YOUR GOAL:
Once you reach the line containing "Place a point on every instance of the fireplace opening" in the data below, restate each line word for word up to and including the one containing "Place a point on every instance of the round".

INPUT:
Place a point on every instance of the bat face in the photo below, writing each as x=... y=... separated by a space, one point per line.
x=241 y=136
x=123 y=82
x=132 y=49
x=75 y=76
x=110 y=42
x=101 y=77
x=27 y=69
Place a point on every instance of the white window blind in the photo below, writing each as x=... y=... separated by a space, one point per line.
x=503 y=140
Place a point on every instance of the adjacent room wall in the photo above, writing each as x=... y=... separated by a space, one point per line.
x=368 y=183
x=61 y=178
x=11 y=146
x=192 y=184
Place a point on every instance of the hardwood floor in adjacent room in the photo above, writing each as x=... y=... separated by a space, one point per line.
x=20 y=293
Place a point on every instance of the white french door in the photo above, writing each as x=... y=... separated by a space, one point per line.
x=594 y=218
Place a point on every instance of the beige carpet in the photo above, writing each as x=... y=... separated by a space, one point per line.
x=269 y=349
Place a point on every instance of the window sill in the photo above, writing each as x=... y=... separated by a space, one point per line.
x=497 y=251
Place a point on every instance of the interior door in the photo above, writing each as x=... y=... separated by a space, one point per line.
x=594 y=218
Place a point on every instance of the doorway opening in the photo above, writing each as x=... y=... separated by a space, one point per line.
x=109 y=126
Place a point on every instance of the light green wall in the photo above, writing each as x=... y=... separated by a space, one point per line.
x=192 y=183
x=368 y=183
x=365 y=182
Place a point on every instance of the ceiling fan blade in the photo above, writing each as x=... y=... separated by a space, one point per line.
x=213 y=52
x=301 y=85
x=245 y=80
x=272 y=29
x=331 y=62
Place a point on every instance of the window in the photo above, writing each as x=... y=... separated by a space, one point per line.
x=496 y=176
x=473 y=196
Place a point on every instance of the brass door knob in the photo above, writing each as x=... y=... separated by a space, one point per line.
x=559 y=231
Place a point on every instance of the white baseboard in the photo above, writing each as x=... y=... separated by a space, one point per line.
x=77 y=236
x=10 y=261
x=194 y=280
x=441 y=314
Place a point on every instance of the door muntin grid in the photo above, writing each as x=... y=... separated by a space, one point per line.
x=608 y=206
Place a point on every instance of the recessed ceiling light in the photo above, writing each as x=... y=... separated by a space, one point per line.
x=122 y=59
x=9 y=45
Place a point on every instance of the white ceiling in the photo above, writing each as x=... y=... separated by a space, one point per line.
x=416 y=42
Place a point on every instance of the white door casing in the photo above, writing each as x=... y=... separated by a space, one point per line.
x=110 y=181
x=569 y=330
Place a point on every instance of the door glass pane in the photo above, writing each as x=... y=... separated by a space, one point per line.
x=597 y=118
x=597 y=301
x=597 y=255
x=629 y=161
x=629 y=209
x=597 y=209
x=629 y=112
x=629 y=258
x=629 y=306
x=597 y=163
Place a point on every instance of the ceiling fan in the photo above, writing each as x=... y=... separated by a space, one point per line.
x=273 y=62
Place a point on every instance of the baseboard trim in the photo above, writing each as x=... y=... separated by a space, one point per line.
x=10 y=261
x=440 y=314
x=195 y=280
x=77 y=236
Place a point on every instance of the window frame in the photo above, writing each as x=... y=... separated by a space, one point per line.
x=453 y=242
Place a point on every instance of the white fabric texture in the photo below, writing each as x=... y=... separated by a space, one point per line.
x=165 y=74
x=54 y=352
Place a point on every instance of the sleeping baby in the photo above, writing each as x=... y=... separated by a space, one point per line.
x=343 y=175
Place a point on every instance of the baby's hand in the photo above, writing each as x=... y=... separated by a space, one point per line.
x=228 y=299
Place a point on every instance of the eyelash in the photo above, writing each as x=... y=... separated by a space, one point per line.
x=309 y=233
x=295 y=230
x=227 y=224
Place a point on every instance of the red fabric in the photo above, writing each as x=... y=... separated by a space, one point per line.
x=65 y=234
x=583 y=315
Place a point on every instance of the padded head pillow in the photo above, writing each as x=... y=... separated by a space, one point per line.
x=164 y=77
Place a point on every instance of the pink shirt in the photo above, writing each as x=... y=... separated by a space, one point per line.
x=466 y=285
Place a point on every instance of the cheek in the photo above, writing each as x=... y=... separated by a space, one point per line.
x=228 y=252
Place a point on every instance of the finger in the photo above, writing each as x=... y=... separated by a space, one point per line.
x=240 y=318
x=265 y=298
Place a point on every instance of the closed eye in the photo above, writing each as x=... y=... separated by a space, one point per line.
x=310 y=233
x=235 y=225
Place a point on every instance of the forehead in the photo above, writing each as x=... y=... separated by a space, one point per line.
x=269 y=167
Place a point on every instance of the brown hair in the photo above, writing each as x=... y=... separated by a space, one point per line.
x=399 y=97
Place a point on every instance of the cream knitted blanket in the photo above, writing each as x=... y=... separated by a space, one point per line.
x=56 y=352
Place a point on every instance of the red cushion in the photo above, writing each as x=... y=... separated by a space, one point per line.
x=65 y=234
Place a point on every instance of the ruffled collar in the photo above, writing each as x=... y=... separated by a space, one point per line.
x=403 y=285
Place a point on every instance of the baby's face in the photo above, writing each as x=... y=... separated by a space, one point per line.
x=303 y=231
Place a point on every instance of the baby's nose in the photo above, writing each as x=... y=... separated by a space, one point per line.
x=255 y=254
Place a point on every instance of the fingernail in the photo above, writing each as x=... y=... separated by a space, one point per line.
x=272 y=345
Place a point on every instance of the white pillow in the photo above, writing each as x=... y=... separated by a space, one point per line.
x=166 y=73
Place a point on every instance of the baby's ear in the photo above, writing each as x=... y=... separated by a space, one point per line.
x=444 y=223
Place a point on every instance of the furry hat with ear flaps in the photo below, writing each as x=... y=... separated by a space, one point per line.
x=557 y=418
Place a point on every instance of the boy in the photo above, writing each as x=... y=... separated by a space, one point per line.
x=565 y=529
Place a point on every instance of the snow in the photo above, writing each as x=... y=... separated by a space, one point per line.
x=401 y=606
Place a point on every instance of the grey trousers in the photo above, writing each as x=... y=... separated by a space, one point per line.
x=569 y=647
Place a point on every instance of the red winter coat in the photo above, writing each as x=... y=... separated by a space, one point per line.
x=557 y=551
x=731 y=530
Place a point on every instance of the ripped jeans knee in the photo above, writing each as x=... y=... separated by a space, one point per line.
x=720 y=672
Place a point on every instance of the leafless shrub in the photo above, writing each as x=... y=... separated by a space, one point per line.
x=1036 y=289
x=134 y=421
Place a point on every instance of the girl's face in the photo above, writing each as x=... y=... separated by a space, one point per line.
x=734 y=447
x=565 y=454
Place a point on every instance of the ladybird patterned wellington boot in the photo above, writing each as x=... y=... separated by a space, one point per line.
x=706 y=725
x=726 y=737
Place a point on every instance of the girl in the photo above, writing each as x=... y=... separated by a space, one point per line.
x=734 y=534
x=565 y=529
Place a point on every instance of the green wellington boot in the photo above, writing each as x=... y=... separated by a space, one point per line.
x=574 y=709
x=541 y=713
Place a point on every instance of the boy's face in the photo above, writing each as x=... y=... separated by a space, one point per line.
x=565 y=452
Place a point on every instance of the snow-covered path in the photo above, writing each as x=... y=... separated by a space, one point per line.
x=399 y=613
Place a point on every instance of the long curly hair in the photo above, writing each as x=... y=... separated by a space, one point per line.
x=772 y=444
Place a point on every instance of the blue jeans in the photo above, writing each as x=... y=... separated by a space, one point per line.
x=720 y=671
==
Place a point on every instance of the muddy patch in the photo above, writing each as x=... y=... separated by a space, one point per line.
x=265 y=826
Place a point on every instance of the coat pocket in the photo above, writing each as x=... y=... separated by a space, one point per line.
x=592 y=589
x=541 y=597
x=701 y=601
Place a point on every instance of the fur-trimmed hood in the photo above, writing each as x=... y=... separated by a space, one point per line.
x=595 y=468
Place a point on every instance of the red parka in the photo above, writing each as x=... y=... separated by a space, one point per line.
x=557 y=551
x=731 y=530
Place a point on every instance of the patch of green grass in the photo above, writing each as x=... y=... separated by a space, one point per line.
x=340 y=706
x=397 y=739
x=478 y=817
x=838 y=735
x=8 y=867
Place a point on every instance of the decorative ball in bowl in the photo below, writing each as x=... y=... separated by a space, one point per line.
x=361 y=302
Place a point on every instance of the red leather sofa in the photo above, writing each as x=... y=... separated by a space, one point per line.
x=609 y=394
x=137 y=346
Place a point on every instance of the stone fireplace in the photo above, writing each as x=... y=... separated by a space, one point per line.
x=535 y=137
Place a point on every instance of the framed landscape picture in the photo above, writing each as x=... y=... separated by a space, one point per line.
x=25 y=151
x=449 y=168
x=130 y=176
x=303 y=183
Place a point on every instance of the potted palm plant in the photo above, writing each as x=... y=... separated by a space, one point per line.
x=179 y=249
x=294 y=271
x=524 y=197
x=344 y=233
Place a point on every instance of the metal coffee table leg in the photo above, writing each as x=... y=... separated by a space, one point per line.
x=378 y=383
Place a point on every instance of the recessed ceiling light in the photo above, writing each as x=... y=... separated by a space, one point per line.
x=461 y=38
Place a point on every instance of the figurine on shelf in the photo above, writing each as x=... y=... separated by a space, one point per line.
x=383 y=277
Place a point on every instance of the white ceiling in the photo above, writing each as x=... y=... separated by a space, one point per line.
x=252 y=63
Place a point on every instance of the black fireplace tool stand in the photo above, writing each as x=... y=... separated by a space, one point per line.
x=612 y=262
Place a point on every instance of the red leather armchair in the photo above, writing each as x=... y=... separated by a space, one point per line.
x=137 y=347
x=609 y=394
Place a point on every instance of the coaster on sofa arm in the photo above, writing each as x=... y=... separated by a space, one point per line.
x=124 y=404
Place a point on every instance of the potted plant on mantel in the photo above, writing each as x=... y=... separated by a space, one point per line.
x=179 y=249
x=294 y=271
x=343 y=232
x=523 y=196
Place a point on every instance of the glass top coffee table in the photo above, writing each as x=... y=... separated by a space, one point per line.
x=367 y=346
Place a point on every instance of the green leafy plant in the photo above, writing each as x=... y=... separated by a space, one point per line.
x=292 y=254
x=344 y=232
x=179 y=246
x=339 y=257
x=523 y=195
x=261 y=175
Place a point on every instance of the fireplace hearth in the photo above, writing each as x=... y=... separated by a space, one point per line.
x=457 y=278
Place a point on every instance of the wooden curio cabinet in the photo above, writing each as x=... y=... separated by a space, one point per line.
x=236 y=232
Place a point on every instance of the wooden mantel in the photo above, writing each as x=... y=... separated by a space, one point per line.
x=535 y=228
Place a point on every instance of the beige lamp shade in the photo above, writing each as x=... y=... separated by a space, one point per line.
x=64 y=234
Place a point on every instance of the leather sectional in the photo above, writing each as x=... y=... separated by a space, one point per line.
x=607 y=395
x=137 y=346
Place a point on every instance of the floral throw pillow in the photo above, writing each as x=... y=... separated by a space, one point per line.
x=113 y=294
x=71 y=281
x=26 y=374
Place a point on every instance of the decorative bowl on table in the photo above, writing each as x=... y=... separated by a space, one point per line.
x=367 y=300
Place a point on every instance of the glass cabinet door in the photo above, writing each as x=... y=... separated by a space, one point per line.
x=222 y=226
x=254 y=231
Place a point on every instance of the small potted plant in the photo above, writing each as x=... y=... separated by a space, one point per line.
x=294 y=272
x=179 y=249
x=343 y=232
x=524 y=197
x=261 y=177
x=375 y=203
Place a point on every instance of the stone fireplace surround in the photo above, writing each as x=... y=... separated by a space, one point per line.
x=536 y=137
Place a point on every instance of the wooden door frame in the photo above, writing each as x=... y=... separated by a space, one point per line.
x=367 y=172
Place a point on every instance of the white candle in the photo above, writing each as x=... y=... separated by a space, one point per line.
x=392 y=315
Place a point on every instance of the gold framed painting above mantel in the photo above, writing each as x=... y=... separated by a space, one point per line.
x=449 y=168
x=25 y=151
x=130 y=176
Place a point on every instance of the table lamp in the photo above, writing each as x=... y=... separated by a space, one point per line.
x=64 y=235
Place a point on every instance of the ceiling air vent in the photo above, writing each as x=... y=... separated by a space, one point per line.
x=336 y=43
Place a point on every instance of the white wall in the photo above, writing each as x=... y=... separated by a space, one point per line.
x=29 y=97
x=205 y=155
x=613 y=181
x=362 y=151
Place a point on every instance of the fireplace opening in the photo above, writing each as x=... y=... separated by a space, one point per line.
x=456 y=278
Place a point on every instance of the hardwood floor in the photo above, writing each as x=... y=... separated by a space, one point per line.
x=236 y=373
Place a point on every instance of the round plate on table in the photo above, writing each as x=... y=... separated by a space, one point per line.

SOLUTION:
Place a point on every instance of the fireplace opening in the photo above, writing each as x=... y=... separated by a space, one point per line.
x=456 y=278
Place a point on every instance of the hardwood floor in the photo above, writing each as x=... y=... separated by a space, one point per line.
x=236 y=373
Place a point on every instance of the round plate on table in the photo above, writing each as x=... y=... separated by a space, one point per line.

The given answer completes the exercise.